Referring expression pointing data
BEGIN
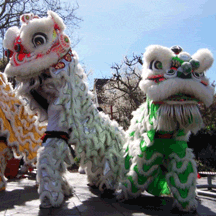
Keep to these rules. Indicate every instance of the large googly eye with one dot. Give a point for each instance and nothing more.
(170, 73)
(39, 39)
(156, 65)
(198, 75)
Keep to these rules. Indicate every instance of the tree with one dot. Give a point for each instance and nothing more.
END
BEGIN
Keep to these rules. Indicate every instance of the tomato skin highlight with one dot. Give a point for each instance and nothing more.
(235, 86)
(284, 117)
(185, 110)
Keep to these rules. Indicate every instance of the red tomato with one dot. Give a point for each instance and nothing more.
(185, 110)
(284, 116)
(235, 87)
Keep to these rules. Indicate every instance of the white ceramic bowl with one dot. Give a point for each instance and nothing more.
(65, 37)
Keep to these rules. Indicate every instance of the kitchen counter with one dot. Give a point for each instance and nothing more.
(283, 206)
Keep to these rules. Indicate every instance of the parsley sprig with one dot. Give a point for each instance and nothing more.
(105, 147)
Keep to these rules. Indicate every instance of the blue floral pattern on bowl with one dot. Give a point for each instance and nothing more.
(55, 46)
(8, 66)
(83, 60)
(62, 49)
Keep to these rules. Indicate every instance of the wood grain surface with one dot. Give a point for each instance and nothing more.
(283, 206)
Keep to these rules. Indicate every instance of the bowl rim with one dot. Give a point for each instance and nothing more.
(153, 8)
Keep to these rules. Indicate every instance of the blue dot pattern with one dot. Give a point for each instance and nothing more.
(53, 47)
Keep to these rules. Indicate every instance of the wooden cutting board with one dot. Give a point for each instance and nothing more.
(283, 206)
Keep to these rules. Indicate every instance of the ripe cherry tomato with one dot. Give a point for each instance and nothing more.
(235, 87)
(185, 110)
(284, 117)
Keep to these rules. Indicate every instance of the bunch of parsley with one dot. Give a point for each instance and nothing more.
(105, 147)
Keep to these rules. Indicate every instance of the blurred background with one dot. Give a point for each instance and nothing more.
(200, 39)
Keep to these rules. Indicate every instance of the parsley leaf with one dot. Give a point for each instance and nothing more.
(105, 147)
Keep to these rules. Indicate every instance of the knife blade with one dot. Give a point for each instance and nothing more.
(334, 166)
END
> [PROBLEM STATEMENT]: All lines above from the one containing "Keep to these rules. Indicate every instance of the large" to the one containing "Keep to these rules. Indicate every instance of the tree" must be repeated exactly, both lines included, and no others.

> [RESULT FOR THIS EXERCISE]:
Keep to these rules. Indicate every instance of the large googly eye with one dot. Give a point for each instance and nothing more.
(170, 73)
(39, 39)
(156, 65)
(198, 75)
Keep to these rules. Indicate every instance of the tree with one dot. Give a point for each instance and nothing more.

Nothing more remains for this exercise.